_TEXT_
— Begin —
Transitioning to the specifics 2020 program, our disciplined $2.4 billion total capital budget is down 11% from 2019, it is also down from 2018 spending levels. Our budget is comprised of $2.2 billion of development capital and $200 million of resource play exploration capital, successfully balancing corporate returns, free cash flow generation and our strategic objectives. The outcome of our rigorous capital allocation process is 6% US oil growth in 2020 at the midpoint of our guidance with oil growth outpacing BOE growth consistent with our focus on corporate returns. Again, we expect comparable development capital and comparable oil growth in 2021. Importantly, our forward trajectory is sustainable prioritizing ratability, and consistency of operations to maximize capital efficiency over a multiyear period.

The outcome is returns creative oil growth on both an annual and exit-to-exit basis in 2020 and 2021, while prioritizing free cash flow generation. And I want to emphasize again that our plan is both resilient and flexible. We can’t predict forward commodity pricing, but we do know that it will remain volatile. While, our low cash flow breakeven and conservative balance sheet insulate us to downside volatility, should pricing deteriorate to below our breakeven levels for an extended period, we have the flexibility to adapt without compromising our underlying operations or capital efficiency. And for avoidance of doubt, under any reasonable commodity price scenario, we will not outspend our cash flow.

Moving on to the asset specific detail that make up our 2020 program, roughly 70% of our development capital will go to the Eagle Ford and Bakken, up from approximately 60% during each of the last two years.

This shift reflects the relative returns generated in the current commodity price environment that places a premium on oil mix relative to gas and NGL, and further highlights the strength and flexibility of our multi-basin portfolio.

The recent success of organic enhancement in these two basins with over 500 locations added since 2018 and hundreds more upgraded provides the opportunity and confidence to allocate more capital to these high return assets.

The Eagle Ford will continue to deliver strong returns and free cash flow, but will also contribute oil growth even with an expected year-over-year reduction in wells to sell. Coming off the strongest two oil productivity quarters on an IP30 basis and the history of the asset.

We expect continued strong results from our primary development program across Karnes, Atascosa and the Northeast core which was recently expanded with the fourth quarter closed of a bolt-on acquisition that added about 18,000 contiguous and largely develop — undeveloped net acres. Additionally, we will continue progressing organic enhancement initiatives, including our redevelopment and enhanced oil recovery programs. Early results from both of these programs have been encouraging with both having the potential to meaningfully add to our total resource base.

In the Bakken, we will continue delivering strong financial return, free cash flow and oil growth. Our 2019 Bakken development program will pay out in 11 months at actual 2019 cost and pricing.
— End —
_SUPPLIED DATA_
— Begin —
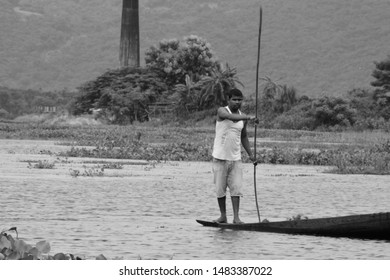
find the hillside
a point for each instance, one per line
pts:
(319, 47)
— End —
_WRITTEN REQUEST_
In the text about the 2020 capital program, roughly what share of development capital is going to the Eagle Ford and Bakken?

_FINISHED TASK_
Roughly 70%, up from about 60% in each of the previous two years.